━━ RECORDS FOR THE TASK

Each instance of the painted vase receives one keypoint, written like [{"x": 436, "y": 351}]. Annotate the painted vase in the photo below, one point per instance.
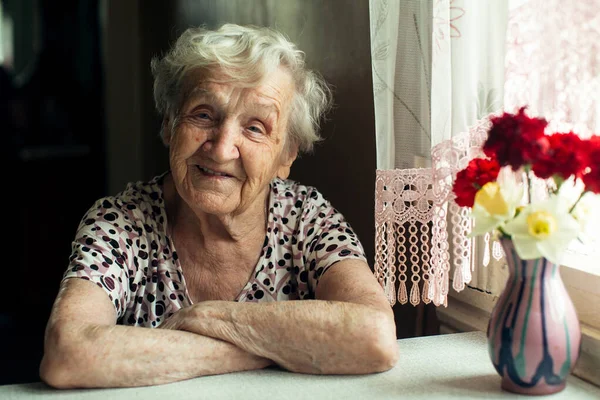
[{"x": 533, "y": 333}]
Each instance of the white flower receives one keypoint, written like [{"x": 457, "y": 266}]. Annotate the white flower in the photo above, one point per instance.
[
  {"x": 544, "y": 229},
  {"x": 496, "y": 203}
]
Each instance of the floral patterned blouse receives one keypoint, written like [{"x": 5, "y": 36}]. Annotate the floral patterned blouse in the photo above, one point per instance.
[{"x": 122, "y": 245}]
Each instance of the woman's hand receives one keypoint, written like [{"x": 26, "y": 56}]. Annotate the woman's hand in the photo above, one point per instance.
[{"x": 177, "y": 321}]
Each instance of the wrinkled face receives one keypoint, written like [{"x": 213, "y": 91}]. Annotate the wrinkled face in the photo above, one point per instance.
[{"x": 230, "y": 142}]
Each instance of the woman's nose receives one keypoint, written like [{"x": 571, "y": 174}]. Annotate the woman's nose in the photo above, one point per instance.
[{"x": 223, "y": 145}]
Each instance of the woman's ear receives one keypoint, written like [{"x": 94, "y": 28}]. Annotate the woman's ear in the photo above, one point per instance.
[
  {"x": 166, "y": 131},
  {"x": 287, "y": 160}
]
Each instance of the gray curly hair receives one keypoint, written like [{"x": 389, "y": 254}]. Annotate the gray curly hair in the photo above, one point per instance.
[{"x": 246, "y": 54}]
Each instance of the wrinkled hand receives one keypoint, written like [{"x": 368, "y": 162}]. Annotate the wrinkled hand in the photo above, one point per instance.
[{"x": 177, "y": 321}]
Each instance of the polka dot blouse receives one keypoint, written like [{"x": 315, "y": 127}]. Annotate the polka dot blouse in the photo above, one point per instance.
[{"x": 122, "y": 246}]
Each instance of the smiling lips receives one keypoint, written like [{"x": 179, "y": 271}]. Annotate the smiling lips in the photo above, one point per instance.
[{"x": 210, "y": 172}]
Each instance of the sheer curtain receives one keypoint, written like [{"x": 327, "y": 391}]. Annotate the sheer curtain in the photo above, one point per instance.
[{"x": 440, "y": 70}]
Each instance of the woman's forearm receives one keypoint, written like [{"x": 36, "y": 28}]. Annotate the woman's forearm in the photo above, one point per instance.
[
  {"x": 303, "y": 336},
  {"x": 122, "y": 356}
]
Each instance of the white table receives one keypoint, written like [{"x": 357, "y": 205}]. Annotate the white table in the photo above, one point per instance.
[{"x": 434, "y": 367}]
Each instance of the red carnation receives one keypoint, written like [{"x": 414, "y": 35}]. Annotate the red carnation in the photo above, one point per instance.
[
  {"x": 516, "y": 139},
  {"x": 566, "y": 156},
  {"x": 469, "y": 180}
]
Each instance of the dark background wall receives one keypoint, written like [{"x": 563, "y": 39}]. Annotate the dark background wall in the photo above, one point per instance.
[{"x": 76, "y": 107}]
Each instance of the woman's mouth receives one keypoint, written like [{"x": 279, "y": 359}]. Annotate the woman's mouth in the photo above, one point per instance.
[{"x": 210, "y": 172}]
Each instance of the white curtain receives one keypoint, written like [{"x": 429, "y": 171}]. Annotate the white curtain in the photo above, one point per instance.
[{"x": 440, "y": 69}]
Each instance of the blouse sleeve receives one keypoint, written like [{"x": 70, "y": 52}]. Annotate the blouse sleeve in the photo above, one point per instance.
[
  {"x": 328, "y": 238},
  {"x": 100, "y": 252}
]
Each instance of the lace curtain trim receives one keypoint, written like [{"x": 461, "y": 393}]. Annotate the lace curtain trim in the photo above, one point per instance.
[{"x": 414, "y": 220}]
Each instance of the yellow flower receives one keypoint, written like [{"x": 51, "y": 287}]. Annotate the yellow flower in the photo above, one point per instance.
[
  {"x": 541, "y": 224},
  {"x": 490, "y": 197},
  {"x": 543, "y": 229},
  {"x": 495, "y": 203}
]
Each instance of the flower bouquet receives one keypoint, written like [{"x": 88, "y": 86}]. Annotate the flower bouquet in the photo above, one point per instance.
[{"x": 533, "y": 332}]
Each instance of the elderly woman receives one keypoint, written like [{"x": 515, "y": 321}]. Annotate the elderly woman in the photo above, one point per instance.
[{"x": 238, "y": 267}]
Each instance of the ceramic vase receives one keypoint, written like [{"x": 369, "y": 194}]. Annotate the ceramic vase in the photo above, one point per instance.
[{"x": 533, "y": 333}]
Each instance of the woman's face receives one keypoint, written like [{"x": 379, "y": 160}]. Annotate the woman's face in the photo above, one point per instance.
[{"x": 230, "y": 142}]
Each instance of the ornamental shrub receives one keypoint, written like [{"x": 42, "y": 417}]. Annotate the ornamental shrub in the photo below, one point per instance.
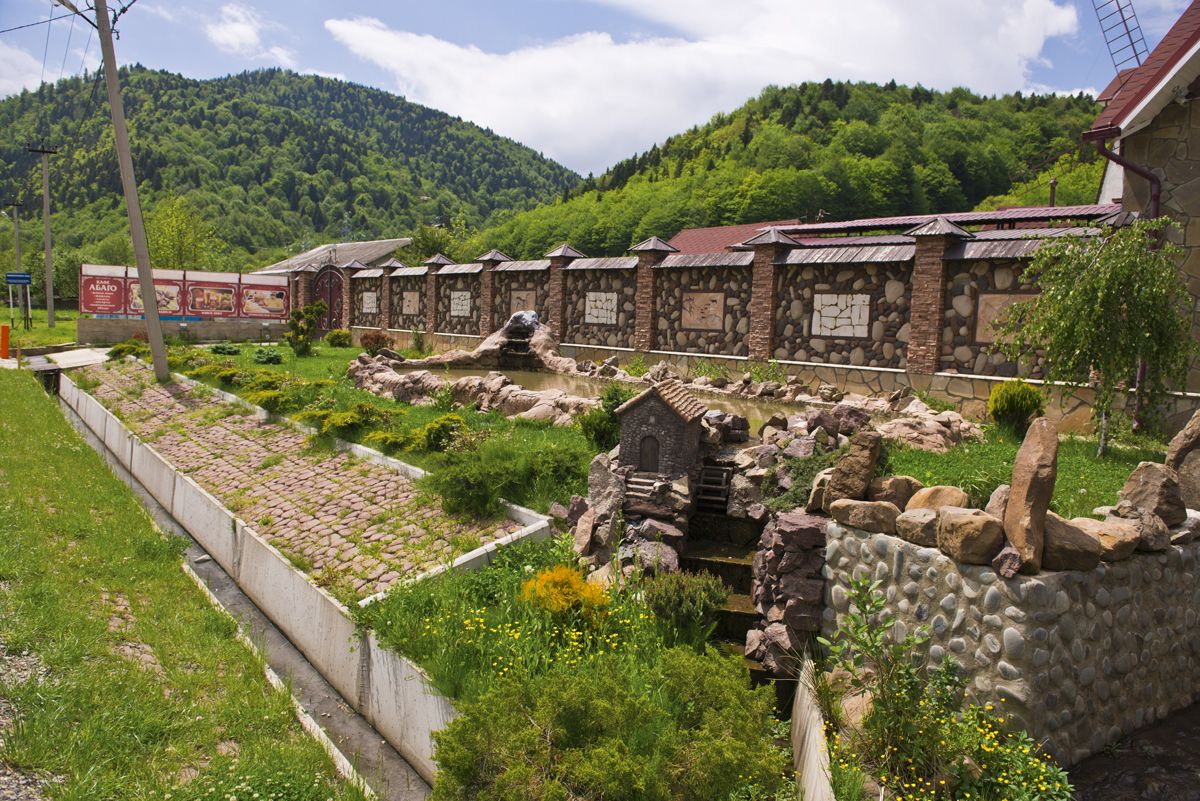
[
  {"x": 375, "y": 341},
  {"x": 1014, "y": 404},
  {"x": 339, "y": 338},
  {"x": 685, "y": 606}
]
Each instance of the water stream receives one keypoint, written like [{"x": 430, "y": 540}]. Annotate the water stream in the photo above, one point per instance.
[{"x": 756, "y": 410}]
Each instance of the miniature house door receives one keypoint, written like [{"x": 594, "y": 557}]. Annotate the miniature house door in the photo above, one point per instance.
[
  {"x": 328, "y": 287},
  {"x": 648, "y": 455}
]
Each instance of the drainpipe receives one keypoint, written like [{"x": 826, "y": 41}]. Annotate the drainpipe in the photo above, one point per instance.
[{"x": 1156, "y": 190}]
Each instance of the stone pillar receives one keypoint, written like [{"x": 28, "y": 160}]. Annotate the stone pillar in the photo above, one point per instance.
[
  {"x": 651, "y": 253},
  {"x": 431, "y": 300},
  {"x": 762, "y": 300},
  {"x": 927, "y": 314}
]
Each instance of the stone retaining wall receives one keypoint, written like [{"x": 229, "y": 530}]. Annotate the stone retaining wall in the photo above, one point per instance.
[{"x": 1078, "y": 658}]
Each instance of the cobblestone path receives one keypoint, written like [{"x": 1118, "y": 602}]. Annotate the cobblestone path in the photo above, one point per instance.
[{"x": 355, "y": 527}]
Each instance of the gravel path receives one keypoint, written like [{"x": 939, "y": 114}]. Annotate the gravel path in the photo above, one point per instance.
[{"x": 355, "y": 527}]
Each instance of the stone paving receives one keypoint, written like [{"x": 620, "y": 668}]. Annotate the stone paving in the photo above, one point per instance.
[{"x": 355, "y": 527}]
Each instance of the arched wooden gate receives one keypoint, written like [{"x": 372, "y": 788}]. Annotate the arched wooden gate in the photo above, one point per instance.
[{"x": 328, "y": 287}]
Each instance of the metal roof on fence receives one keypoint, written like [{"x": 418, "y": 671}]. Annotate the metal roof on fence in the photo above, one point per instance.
[
  {"x": 738, "y": 259},
  {"x": 605, "y": 263},
  {"x": 522, "y": 266}
]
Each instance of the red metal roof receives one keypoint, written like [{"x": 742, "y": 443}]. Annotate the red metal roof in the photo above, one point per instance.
[
  {"x": 1133, "y": 85},
  {"x": 718, "y": 238}
]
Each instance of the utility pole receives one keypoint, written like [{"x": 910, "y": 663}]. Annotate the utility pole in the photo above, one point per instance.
[
  {"x": 137, "y": 232},
  {"x": 46, "y": 233}
]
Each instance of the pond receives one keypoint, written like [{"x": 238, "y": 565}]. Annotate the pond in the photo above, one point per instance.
[{"x": 756, "y": 410}]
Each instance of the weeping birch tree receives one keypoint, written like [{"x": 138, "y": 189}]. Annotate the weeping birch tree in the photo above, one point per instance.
[{"x": 1113, "y": 313}]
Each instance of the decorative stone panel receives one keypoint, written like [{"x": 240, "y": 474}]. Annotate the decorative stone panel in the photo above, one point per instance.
[
  {"x": 977, "y": 293},
  {"x": 365, "y": 294},
  {"x": 876, "y": 337},
  {"x": 582, "y": 329},
  {"x": 407, "y": 306},
  {"x": 521, "y": 291},
  {"x": 459, "y": 303},
  {"x": 1078, "y": 658},
  {"x": 687, "y": 296}
]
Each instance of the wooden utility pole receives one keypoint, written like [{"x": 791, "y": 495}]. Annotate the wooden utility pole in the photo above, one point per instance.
[
  {"x": 46, "y": 230},
  {"x": 137, "y": 232}
]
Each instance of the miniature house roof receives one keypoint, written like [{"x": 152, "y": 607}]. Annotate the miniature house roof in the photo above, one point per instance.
[
  {"x": 672, "y": 393},
  {"x": 564, "y": 251},
  {"x": 653, "y": 245}
]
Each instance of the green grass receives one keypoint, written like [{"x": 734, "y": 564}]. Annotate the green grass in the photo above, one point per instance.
[
  {"x": 1085, "y": 481},
  {"x": 132, "y": 698},
  {"x": 40, "y": 335}
]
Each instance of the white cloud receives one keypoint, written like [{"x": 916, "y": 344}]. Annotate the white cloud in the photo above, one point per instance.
[
  {"x": 239, "y": 29},
  {"x": 18, "y": 70},
  {"x": 588, "y": 100}
]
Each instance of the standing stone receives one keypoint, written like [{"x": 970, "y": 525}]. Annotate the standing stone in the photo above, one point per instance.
[
  {"x": 936, "y": 498},
  {"x": 918, "y": 527},
  {"x": 853, "y": 473},
  {"x": 1156, "y": 488},
  {"x": 1068, "y": 546},
  {"x": 894, "y": 489},
  {"x": 879, "y": 517},
  {"x": 1033, "y": 475},
  {"x": 969, "y": 535}
]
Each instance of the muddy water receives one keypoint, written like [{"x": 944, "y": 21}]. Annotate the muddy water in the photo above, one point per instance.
[{"x": 753, "y": 409}]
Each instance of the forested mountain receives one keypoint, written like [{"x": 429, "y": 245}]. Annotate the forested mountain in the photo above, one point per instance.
[
  {"x": 269, "y": 158},
  {"x": 840, "y": 150}
]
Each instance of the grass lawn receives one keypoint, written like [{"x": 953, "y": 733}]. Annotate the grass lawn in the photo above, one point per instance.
[
  {"x": 40, "y": 335},
  {"x": 145, "y": 682},
  {"x": 1085, "y": 481}
]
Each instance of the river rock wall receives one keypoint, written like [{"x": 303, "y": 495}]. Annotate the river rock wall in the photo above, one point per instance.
[{"x": 1077, "y": 658}]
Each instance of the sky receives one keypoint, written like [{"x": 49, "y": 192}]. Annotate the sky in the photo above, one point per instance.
[{"x": 592, "y": 82}]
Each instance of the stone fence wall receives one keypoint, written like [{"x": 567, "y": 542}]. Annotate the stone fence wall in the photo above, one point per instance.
[{"x": 1078, "y": 658}]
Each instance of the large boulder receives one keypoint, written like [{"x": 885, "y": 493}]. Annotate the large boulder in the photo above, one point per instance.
[
  {"x": 1068, "y": 546},
  {"x": 894, "y": 489},
  {"x": 879, "y": 517},
  {"x": 853, "y": 473},
  {"x": 1117, "y": 537},
  {"x": 1156, "y": 488},
  {"x": 936, "y": 498},
  {"x": 918, "y": 527},
  {"x": 1152, "y": 533},
  {"x": 969, "y": 535},
  {"x": 1030, "y": 491}
]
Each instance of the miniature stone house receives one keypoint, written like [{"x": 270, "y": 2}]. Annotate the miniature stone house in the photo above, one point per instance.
[{"x": 660, "y": 431}]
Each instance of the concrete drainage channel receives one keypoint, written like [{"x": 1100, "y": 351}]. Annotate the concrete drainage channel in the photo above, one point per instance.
[{"x": 376, "y": 709}]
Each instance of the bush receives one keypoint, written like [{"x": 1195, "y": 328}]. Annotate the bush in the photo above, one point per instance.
[
  {"x": 685, "y": 604},
  {"x": 339, "y": 338},
  {"x": 303, "y": 326},
  {"x": 600, "y": 425},
  {"x": 268, "y": 356},
  {"x": 375, "y": 341},
  {"x": 1014, "y": 404}
]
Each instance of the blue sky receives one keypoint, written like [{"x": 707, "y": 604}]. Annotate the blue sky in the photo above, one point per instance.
[{"x": 589, "y": 82}]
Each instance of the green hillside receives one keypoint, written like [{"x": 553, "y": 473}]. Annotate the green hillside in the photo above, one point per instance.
[
  {"x": 271, "y": 160},
  {"x": 849, "y": 150}
]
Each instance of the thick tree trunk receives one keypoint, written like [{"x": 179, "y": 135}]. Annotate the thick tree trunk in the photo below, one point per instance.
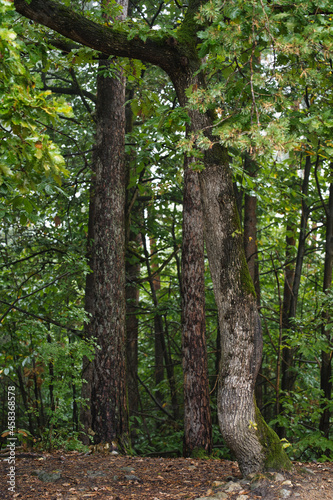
[
  {"x": 108, "y": 394},
  {"x": 326, "y": 357},
  {"x": 255, "y": 445},
  {"x": 197, "y": 417}
]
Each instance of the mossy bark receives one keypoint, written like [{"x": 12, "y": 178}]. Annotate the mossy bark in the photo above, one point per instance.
[{"x": 253, "y": 443}]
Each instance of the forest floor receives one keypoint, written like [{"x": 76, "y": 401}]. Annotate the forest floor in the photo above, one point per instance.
[{"x": 71, "y": 476}]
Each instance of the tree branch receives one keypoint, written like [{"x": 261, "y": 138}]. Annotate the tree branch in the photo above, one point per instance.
[{"x": 105, "y": 39}]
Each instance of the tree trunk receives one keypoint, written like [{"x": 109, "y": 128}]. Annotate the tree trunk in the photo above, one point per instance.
[
  {"x": 251, "y": 252},
  {"x": 255, "y": 445},
  {"x": 87, "y": 366},
  {"x": 197, "y": 417},
  {"x": 132, "y": 328},
  {"x": 288, "y": 374},
  {"x": 108, "y": 394},
  {"x": 326, "y": 357}
]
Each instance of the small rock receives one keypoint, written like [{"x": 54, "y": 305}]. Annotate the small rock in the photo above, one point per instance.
[
  {"x": 48, "y": 477},
  {"x": 131, "y": 477},
  {"x": 231, "y": 487},
  {"x": 127, "y": 469},
  {"x": 278, "y": 477},
  {"x": 217, "y": 483},
  {"x": 284, "y": 493},
  {"x": 95, "y": 473},
  {"x": 221, "y": 496}
]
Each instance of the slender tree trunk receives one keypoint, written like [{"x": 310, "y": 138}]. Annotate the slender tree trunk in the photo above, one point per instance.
[
  {"x": 197, "y": 417},
  {"x": 132, "y": 327},
  {"x": 288, "y": 374},
  {"x": 289, "y": 275},
  {"x": 251, "y": 252},
  {"x": 326, "y": 357},
  {"x": 87, "y": 365}
]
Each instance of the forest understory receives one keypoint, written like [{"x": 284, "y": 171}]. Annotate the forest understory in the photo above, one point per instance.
[{"x": 64, "y": 475}]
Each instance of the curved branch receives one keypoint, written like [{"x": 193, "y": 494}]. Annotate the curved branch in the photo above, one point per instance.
[{"x": 105, "y": 39}]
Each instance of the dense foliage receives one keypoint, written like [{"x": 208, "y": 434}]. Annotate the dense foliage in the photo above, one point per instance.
[{"x": 269, "y": 75}]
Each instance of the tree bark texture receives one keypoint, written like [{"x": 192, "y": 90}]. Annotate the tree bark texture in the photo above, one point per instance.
[
  {"x": 255, "y": 445},
  {"x": 326, "y": 357},
  {"x": 197, "y": 417},
  {"x": 132, "y": 329},
  {"x": 108, "y": 394},
  {"x": 288, "y": 374}
]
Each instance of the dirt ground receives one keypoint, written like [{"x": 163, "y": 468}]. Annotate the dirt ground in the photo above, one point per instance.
[{"x": 61, "y": 475}]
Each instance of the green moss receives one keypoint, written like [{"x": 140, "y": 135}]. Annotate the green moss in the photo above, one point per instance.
[
  {"x": 245, "y": 277},
  {"x": 275, "y": 456},
  {"x": 200, "y": 453}
]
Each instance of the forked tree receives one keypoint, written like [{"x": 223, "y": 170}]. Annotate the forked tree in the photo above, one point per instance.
[{"x": 254, "y": 444}]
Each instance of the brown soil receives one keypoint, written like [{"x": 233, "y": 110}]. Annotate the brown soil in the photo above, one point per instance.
[{"x": 104, "y": 477}]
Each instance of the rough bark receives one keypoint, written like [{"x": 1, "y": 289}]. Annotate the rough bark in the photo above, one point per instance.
[
  {"x": 87, "y": 367},
  {"x": 132, "y": 328},
  {"x": 255, "y": 445},
  {"x": 251, "y": 252},
  {"x": 197, "y": 417},
  {"x": 108, "y": 393},
  {"x": 326, "y": 357}
]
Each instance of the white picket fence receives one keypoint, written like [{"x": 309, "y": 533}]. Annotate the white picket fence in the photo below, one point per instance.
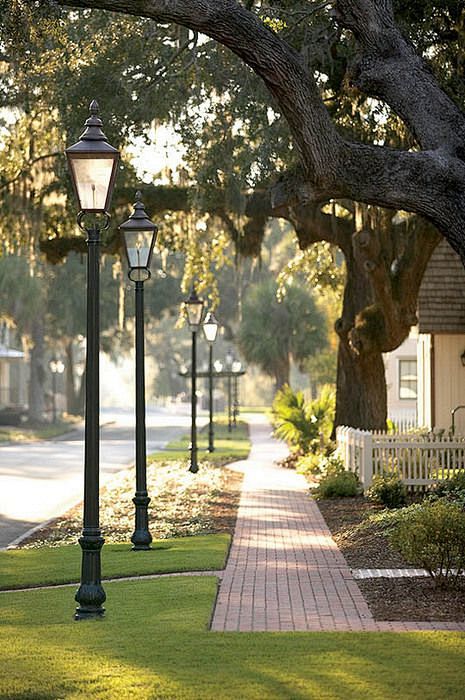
[{"x": 419, "y": 459}]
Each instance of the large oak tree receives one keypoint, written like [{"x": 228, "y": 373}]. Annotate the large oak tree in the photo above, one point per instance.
[{"x": 427, "y": 179}]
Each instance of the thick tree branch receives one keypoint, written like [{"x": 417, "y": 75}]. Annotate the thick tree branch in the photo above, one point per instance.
[
  {"x": 277, "y": 63},
  {"x": 388, "y": 67}
]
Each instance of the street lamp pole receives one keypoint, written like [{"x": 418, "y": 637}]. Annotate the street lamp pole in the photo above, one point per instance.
[
  {"x": 210, "y": 329},
  {"x": 194, "y": 309},
  {"x": 93, "y": 165},
  {"x": 56, "y": 367},
  {"x": 236, "y": 368},
  {"x": 139, "y": 238},
  {"x": 229, "y": 362}
]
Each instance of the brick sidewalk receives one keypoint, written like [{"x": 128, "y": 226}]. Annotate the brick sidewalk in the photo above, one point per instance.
[{"x": 285, "y": 572}]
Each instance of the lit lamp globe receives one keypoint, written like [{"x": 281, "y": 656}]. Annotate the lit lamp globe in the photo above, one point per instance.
[
  {"x": 139, "y": 235},
  {"x": 210, "y": 327},
  {"x": 194, "y": 310},
  {"x": 93, "y": 164}
]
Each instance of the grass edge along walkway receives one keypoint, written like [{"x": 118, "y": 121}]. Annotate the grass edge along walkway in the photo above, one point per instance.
[
  {"x": 153, "y": 643},
  {"x": 24, "y": 568}
]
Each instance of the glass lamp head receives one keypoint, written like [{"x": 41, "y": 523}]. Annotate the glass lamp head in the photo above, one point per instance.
[
  {"x": 93, "y": 163},
  {"x": 139, "y": 234},
  {"x": 194, "y": 310},
  {"x": 210, "y": 327}
]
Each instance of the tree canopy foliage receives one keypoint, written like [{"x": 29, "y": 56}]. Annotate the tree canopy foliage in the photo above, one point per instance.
[{"x": 348, "y": 101}]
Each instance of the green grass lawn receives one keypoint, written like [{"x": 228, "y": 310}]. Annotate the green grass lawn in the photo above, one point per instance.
[
  {"x": 229, "y": 446},
  {"x": 20, "y": 568},
  {"x": 154, "y": 644}
]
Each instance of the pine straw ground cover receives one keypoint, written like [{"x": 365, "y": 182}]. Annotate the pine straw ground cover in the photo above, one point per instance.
[
  {"x": 182, "y": 503},
  {"x": 365, "y": 546}
]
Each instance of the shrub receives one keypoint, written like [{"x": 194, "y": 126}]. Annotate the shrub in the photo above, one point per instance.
[
  {"x": 452, "y": 489},
  {"x": 432, "y": 535},
  {"x": 309, "y": 463},
  {"x": 388, "y": 490},
  {"x": 300, "y": 423},
  {"x": 336, "y": 482},
  {"x": 317, "y": 462}
]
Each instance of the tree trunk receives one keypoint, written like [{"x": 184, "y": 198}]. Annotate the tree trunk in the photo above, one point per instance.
[
  {"x": 282, "y": 372},
  {"x": 37, "y": 378},
  {"x": 361, "y": 397},
  {"x": 361, "y": 390}
]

━━━━

TASK PROMPT – Give again, exactly and with nothing added, the lines running from the one that contains "Each instance of the tree canopy" to the last line of the material.

REPLY TO THE TASK –
Each instance of the tree canopy foliage receives one keypoint, written like [{"x": 29, "y": 56}]. Annotate the tree canopy foliage in the photo above, one point per instance.
[{"x": 348, "y": 101}]
Each instance of the green grass lawn receives one keypoint, written like [{"x": 228, "y": 310}]. Annotate the green grass lawn in the photo above, one point per instance.
[
  {"x": 229, "y": 446},
  {"x": 20, "y": 568},
  {"x": 154, "y": 644}
]
Each instance of the pine straw ground cover receives one keypoint, written like [{"x": 365, "y": 182}]. Annotate the pine straw ground cover in the photo above, one point per instance.
[
  {"x": 182, "y": 503},
  {"x": 365, "y": 546}
]
Each instance of the shrub receives one keypoint, written like [{"x": 194, "y": 126}]. Annotate the shrub in the photo above, one point per instance.
[
  {"x": 452, "y": 489},
  {"x": 432, "y": 535},
  {"x": 309, "y": 463},
  {"x": 388, "y": 490},
  {"x": 300, "y": 423},
  {"x": 336, "y": 482},
  {"x": 317, "y": 462}
]
Each instance of the tree trunk receives one keypoint, written like [{"x": 184, "y": 198}]. Annotate the tree trunk in the photo above, one point per instance.
[
  {"x": 282, "y": 372},
  {"x": 37, "y": 378},
  {"x": 361, "y": 397},
  {"x": 361, "y": 390}
]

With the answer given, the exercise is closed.